** Requirement **
Output the whole listing below. Keep it exact.
-.-.-
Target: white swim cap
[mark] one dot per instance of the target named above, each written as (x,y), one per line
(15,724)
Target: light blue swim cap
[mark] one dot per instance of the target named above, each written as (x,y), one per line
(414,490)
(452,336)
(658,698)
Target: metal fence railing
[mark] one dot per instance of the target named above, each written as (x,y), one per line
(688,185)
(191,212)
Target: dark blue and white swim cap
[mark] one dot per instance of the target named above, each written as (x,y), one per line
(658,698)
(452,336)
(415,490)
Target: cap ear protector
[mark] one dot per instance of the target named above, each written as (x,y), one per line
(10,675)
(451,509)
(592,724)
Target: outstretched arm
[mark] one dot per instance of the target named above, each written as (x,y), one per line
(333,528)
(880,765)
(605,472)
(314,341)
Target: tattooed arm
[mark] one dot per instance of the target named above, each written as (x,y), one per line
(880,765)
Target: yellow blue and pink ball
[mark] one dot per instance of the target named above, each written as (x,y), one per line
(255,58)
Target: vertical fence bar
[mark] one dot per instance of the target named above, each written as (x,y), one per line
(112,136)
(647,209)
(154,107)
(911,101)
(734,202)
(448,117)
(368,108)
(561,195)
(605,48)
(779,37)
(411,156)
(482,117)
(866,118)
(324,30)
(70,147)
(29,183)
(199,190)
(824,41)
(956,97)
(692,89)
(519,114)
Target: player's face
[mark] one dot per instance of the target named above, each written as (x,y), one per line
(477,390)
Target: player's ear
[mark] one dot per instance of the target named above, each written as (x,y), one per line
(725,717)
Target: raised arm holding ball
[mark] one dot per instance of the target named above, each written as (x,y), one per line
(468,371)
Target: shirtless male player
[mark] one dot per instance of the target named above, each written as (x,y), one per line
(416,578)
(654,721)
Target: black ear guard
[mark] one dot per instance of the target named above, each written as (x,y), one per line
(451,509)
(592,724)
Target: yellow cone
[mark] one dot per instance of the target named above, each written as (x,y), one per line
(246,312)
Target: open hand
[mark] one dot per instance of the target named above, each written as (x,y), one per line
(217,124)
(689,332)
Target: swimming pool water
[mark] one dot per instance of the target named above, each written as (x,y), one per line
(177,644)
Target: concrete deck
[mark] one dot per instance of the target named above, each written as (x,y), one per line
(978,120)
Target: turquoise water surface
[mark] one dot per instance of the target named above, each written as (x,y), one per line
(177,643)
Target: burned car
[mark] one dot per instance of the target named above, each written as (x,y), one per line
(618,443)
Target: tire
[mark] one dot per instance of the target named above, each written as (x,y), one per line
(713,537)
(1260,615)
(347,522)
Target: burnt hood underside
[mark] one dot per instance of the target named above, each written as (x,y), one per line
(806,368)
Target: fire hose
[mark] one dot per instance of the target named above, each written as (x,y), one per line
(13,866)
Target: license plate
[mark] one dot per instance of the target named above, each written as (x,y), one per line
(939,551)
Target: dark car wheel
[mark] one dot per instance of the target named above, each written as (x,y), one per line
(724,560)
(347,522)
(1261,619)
-.-.-
** Response **
Target: white swim cap
[mark] one dot per instance of the target named above, each written as (x,y), one per line
(15,724)
Target: light blue swim cap
[mark] one dot per instance of the target named above, each written as (x,y), one per line
(414,490)
(452,336)
(658,698)
Target: metal fence railing
[mark] one dot per instance of the target named above, each written as (x,y), one per line
(688,185)
(191,212)
Target: dark blue and white swim cap
[mark] one dot per instance of the target named above, each written as (x,y), one per line
(658,698)
(452,336)
(415,490)
Target: cap ear protector
[mark] one dot per instance of the target named above, each written as (x,y), one per line
(10,675)
(451,509)
(592,724)
Target: outstretched arm
[mark] one dot per instance of the target named above, each written as (x,y), one per line
(333,528)
(880,765)
(605,472)
(314,341)
Target: tattooed arm
[mark] one dot per instance of the target named above, each written as (x,y), one per line
(880,765)
Target: yellow blue and pink ball
[mark] one dot per instance of the target named above, each written as (x,y), one per line
(255,58)
Target: vertical fence bar
[mark] one dot per instance of the target named above, each written as (x,y), one per line
(112,136)
(647,209)
(154,107)
(911,101)
(734,202)
(448,117)
(368,108)
(561,195)
(605,48)
(779,37)
(411,156)
(482,117)
(866,118)
(324,30)
(70,147)
(29,183)
(199,190)
(824,41)
(956,97)
(692,89)
(519,114)
Target: player's face
[mark] one dot per instance of the target named above, each written as (x,y), one per line
(477,390)
Target: player's ear
[mark] one dot per instance of the target named above, each written as (x,y), one per line
(725,717)
Target: raised arm holding ball
[mark] one dot per instance of the target named above, each written as (x,y), one per line
(468,371)
Target: shirtless male player
[mark] one dot per instance of the target named above, each written as (x,y), one per line
(416,578)
(654,721)
Target: black ear guard
[mark] one dot per instance of the target named above, each written as (x,y), one per line
(451,509)
(592,724)
Target: yellow cone
[mark] one dot per instance of the target named above, each written as (x,y), one per line
(246,312)
Target: open hand
[mark] one dot per instance of the target named above, each written as (x,y), one per line
(217,124)
(689,332)
Target: swimming pool water
[mark] one dot per instance of the target named above, each written as (x,y), one per line
(177,644)
Target: concrete deck
[mark] one dot per instance of the target named above, each written as (x,y), one per line
(978,120)
Target: turquoise water surface
[mark] one dot per instance of the target named above, each written as (x,y), one per line
(177,643)
Target: burned car
[mark] one dot per instance of the target named above, each written as (x,y), one per line
(618,443)
Target: tire
[mark] one dot per instance of the target named above, each written as (x,y), one per line
(713,537)
(1260,615)
(347,522)
Target: burnt hood underside
[mark] one dot per instance of the target named above, each written as (x,y), one per line
(806,368)
Target: fire hose
[mark] one dot per instance of the target named above, each written as (x,y), one per line
(13,866)
Target: license plate
[mark] one dot per instance of the target named above, each written as (x,y), one per line
(939,551)
Target: dark car wheel
[mark] one dot per instance of the target named above, each written as (x,y), one per line
(724,560)
(347,522)
(1261,619)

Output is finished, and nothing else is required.